■ **課題内容**:
(A) 安全装置の特許文の【0002】で、携帯電子装置として挙げられているものをすべて書き出せ。
(B) 安全装置の特許文を、示されている最後の文の後から書き継げ。

■ **ページ**:

--------------------

説明

引込み可能なケーブルを有するコンピュータ物理的安全装置

端部にロック装置/ヘッドを有するケーブルを含む装置。ケーブルは、ハウジングに結合され、格納および携帯が容易になるようにハウジング内に引き込むことができる。ロック装置は、ハウジングと同一平面を形成するようにコンパートメント内に格納される。ロックと一緒にキーを使用する場合、好ましくは、装置を使用しないときにキーをハウジング内に格納することができる。




【発明の詳細な説明】
【技術分野】
【0001】
本発明は、概してロック装置に関し、具体的には、引込み可能なケーブルを含むロック装置に関する。なお本出願は、2003年7月23日に出願され、COMPUTER PHYSICAL SECURITY DEVICE WITH RETRACTABLE CABLEという名称を有し、すべての目的について、本明細書に全文が記載された場合と同様に参照として本明細書に組み入れられる、米国特許仮出願第60/489,692号に対する優先権を主張する。
【背景技術】
【0002】
ユーザは、多数の異なる携帯電子装置を有することがある。たとえば、携帯電子装置としては、ラップトップ・コンピュータ、ポータブル・デジタル・アシスタンス(PDA)、デスクトップ・コンピュータ、フラット・スクリーンTV、Blackberry装置、Goodlink装置、デジタルカメラ、携帯音楽プレーヤー(たとえば、IPOD)などがある。これらの装置は通常、小形であるが非常に高価である。電子装置は、注意していないと容易に盗まれてしまい、また高価であるために盗まれる可能性が高い。したがって、これらの装置の盗難を防ぐために安全装置が開発されている。
【0003】
安全装置はケーブルまたはテザーを含むことが多い。ケーブルまたはテザーは通常、安全装置を静止(stationary)物体に固定するために、静止物体の周りに巡らされる。ケーブルは、使用されないときは輪状にして容易に格納することができる。一般に、ユーザはケーブルを輪状にするが、輪状にされたケーブルは、かなりの大きさを有し、ばらけたり、他の装置に絡まったりすることが多い。さらに、輪状にされたケーブルは、かさばり持ち運びにくいことがある。
【0004】
したがって、改良された安全装置が必要である。
【発明の開示】
【0005】
発明の概要
本発明は概して、引込み可能なケーブルを含む安全装置に関する。一態様では、安全装置は、携帯電子装置をロックするのに用いられる。安全装置は、ロック装置と、ロック装置に連結されたケーブルと、引込み機構を含むハウジングとを含む。引込み機構は、ロック装置がハウジングから延ばされるようにケーブルを延ばすのを可能にするように構成される。ケーブルは、静止物体の周りに巡らされ、次いで、ロック装置を携帯電子装置に取り付けることができる。次いで携帯電子装置が固定される。ロック装置は、携帯電子装置からロック解除し取り外すことができる。この場合、引込み機構は、ケーブルをハウジングに引き込むように構成される。したがって、ロック装置も引き込まれる。一態様では、ロックは、ハウジングの外面と同一平面を形成するように引き込むかまたはハウジングの外面内に引き込むことができる。

--------------------

■ **元データ**:
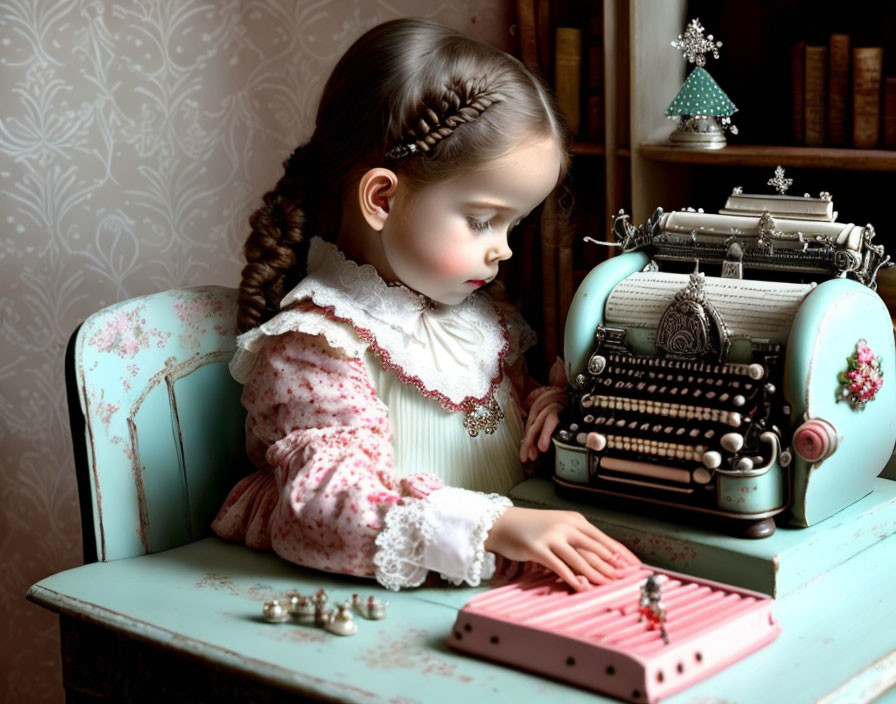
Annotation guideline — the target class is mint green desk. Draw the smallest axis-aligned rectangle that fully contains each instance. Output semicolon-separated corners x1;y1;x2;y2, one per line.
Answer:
35;287;896;704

--------------------

■ **課題の解答**:
(A)
ラップトップ・コンピュータ
ポータブル・デジタル・アシスタンス(PDA)
デスクトップ・コンピュータ
フラット・スクリーンTV
Blackberry装置
Goodlink装置
デジタルカメラ
携帯音楽プレーヤー(たとえば、IPOD)

(B)
【0006】
一態様では、携帯電子装置用の安全装置が提供される。安全装置は、ロック装置と、ロック装置に連結されたケーブルと、引込み機構を含むハウジングとを含み、ロック装置がハウジングから延びて、携帯電子装置の盗難を防止するような様式で携帯電子装置に取り付けられうるようにケーブルが延ばされるように、引込み機構が構成され、引込み機構はさらに、ケーブルをハウジングに引き込むように構成される。
【0007】
他の態様では、携帯電子装置を固定するシステムが提供される。システムは、スロットを含む携帯電子装置と、ロック装置、ロック装置に連結されたケーブル、引込み機構を含むハウジングを含む安全装置とを含み、ロック装置がハウジングから延びて、携帯電子装置の盗難を防止するような様式で携帯電子装置に取り付けられうるようにケーブルが延ばされるように、引込み機構が構成され、引込み機構はさらに、ケーブルをハウジングに引き込むように構成される。
【0008】
他の態様では、携帯電子装置をロックする方法が提供される。この方法は、ハウジングに引き込むことのできるケーブルおよびハウジング装置を含むハウジングを含む安全装置を設ける段階と、ロック装置およびケーブルを安全装置のハウジングから延ばす段階と、ロック装置を携帯電子装置に取り付ける段階と、ロック装置をロックし、携帯電子装置の盗難を防止する段階と、ロック装置をロック解除する段階と、ロック装置およびケーブルをハウジングに引き込む段階とを含む。
【0009】
本明細書の残りの部分および添付の図面を参照することによって本明細書に開示された本発明の性質および利点をさらに理解することができる。
【0010】
発明の詳細な説明
図1Aおよび1Bは、本発明の一態様による安全装置100の様々な図を示している。示されるように、安全装置100は、ハウジング102とロック装置104とを含んでいる。一態様では、ハウジング102は、プラスチックや金属などの頑丈な材料で作られる。当業者には、他の材料を使用できることが理解されよう。一態様では、ハウジング102は、壊れにくい材料で作られている。この材料が壊れにくくする必要があるのは、以下に説明するように、ハウジング102を、携帯電子装置を固定する際に使用できるからである。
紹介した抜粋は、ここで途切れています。